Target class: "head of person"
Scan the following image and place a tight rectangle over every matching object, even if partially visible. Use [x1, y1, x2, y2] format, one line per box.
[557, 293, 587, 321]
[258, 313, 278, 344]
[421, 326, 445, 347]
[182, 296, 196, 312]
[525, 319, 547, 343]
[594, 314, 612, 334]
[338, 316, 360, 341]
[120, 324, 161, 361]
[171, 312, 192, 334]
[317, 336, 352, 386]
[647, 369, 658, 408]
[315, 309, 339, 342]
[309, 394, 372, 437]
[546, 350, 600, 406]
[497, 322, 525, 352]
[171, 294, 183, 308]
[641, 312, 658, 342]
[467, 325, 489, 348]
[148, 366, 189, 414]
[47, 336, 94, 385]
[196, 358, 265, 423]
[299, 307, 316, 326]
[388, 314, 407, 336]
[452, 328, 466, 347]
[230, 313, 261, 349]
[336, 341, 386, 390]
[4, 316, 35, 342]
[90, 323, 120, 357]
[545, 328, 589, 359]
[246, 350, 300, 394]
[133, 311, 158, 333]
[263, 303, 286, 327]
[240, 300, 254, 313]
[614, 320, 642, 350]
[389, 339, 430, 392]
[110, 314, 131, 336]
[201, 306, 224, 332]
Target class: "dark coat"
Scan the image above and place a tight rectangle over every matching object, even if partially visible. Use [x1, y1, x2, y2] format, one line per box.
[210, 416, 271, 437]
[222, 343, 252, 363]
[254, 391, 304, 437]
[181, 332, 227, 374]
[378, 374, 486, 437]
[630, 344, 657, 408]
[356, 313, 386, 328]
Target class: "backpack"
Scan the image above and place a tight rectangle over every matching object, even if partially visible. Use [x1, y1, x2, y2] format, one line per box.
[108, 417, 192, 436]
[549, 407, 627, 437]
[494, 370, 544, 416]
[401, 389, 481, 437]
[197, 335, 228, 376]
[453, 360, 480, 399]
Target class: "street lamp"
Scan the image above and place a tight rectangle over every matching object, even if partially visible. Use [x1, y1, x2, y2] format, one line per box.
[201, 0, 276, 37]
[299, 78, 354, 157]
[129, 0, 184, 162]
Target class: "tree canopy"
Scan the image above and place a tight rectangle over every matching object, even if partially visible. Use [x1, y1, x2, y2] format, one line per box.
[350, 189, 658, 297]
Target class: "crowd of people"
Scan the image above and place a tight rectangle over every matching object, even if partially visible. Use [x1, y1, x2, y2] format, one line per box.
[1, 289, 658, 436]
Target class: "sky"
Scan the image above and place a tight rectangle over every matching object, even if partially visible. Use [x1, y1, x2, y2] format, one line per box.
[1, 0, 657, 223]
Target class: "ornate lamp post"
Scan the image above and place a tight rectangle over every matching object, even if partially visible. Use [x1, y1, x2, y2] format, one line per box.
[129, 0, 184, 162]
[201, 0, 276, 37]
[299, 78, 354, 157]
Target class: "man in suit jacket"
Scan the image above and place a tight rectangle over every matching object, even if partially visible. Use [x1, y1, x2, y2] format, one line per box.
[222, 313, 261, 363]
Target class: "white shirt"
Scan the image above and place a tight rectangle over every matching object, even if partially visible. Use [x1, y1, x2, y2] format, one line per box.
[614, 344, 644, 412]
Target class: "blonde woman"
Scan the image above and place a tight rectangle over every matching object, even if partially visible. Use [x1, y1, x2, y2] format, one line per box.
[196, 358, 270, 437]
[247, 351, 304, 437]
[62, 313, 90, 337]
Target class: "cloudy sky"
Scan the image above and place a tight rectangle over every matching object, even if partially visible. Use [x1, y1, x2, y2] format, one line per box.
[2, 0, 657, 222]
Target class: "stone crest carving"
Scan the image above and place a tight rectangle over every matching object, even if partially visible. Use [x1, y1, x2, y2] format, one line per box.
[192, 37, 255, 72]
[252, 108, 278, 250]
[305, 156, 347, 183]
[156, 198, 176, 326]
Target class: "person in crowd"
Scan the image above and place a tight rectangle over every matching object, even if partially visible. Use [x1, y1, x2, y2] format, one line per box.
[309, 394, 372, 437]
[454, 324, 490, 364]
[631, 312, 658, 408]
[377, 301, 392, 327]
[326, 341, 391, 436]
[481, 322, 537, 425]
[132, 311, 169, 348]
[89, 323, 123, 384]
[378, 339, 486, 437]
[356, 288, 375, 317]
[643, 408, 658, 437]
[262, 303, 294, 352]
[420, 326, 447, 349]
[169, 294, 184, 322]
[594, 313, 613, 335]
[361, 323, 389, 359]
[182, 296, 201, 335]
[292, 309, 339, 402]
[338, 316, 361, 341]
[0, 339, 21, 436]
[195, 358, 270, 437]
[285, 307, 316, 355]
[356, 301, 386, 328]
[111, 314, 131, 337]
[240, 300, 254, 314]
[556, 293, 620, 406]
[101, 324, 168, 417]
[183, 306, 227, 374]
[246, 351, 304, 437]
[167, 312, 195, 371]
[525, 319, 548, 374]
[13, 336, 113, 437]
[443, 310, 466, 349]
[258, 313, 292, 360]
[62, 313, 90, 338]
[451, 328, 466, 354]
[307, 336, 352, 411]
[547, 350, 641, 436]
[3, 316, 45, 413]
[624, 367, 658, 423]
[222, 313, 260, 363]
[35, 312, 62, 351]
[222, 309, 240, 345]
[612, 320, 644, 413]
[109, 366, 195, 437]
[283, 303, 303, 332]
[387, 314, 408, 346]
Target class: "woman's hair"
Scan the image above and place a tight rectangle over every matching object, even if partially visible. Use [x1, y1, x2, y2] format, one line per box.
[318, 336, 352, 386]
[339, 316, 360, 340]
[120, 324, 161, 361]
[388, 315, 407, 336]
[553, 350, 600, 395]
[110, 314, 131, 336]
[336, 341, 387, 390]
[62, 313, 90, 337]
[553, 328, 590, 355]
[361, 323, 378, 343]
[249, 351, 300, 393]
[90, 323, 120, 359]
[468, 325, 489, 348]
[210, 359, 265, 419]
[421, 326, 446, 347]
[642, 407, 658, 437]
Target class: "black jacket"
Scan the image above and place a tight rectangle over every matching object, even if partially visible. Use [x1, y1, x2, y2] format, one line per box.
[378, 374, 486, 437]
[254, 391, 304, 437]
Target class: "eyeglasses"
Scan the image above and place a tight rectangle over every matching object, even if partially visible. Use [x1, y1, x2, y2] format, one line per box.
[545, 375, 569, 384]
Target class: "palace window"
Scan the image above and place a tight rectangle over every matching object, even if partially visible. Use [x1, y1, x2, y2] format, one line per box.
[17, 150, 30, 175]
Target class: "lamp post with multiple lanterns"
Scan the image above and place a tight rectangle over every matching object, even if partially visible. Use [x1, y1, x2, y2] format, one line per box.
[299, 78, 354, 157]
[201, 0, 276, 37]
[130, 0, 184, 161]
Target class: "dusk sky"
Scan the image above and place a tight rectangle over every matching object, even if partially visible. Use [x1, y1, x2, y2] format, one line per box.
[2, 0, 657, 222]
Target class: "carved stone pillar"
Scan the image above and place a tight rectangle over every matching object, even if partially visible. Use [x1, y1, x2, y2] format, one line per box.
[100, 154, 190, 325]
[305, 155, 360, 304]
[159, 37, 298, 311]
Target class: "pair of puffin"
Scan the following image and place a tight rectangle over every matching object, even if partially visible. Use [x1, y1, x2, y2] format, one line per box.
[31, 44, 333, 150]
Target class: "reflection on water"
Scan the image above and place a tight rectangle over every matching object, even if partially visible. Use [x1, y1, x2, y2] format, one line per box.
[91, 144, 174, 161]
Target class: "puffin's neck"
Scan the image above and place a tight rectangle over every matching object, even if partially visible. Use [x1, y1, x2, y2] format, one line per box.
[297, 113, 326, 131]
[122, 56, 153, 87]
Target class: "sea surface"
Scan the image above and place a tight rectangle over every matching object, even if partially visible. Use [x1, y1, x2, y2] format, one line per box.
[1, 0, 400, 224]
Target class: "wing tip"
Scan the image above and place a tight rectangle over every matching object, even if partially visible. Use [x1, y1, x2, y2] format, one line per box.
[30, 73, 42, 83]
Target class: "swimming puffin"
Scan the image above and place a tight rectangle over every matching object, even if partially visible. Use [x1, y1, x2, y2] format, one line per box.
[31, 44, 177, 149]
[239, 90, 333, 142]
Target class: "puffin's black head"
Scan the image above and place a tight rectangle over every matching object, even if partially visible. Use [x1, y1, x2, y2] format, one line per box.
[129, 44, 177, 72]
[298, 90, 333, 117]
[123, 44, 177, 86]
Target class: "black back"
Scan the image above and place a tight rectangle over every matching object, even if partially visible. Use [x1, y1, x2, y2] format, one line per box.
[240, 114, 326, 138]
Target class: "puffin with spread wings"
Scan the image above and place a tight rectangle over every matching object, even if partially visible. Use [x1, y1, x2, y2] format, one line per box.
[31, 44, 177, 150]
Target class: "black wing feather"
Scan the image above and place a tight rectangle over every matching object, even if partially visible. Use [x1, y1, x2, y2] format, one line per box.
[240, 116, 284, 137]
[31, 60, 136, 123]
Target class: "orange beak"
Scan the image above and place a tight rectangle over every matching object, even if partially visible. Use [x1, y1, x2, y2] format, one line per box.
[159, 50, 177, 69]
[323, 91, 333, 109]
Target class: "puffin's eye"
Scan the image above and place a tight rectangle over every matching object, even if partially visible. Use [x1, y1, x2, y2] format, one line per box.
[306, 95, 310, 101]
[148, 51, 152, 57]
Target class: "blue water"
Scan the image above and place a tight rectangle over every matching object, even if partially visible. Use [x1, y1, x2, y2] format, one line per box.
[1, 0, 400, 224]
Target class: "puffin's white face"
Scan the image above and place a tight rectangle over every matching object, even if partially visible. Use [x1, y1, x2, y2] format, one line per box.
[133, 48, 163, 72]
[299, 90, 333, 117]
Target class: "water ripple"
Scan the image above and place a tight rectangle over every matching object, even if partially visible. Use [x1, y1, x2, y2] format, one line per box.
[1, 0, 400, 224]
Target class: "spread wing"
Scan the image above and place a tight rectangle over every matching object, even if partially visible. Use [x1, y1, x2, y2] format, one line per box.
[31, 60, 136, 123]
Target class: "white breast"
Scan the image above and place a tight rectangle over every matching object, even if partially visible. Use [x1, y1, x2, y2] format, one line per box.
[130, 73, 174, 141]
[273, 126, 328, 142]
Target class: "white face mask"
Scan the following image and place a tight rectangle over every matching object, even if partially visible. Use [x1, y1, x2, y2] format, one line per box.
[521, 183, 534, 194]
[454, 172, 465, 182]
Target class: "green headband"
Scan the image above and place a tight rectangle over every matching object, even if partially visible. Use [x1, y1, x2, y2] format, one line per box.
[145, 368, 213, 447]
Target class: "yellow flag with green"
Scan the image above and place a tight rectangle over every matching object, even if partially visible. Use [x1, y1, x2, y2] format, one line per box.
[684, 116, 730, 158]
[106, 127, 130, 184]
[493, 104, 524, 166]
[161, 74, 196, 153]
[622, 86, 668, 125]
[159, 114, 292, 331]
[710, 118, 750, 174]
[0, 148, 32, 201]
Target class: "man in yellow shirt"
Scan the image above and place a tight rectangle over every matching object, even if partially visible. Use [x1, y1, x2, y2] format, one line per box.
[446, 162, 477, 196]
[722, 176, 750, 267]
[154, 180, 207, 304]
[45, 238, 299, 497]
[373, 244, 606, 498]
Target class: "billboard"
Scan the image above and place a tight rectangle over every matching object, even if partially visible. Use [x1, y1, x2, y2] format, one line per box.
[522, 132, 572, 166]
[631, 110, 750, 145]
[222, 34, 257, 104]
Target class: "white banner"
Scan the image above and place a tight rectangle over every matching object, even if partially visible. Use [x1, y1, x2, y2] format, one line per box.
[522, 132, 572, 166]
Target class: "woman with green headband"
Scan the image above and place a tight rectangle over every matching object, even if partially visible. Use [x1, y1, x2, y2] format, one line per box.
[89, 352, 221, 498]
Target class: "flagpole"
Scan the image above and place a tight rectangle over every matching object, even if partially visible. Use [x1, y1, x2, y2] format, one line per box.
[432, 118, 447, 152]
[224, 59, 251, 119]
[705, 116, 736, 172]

▶ **About this task**
The answer is each line from the entries above in which the word "person" occurs.

▶ **Answer area**
Target class: "head of person"
Target class: "person in crowd"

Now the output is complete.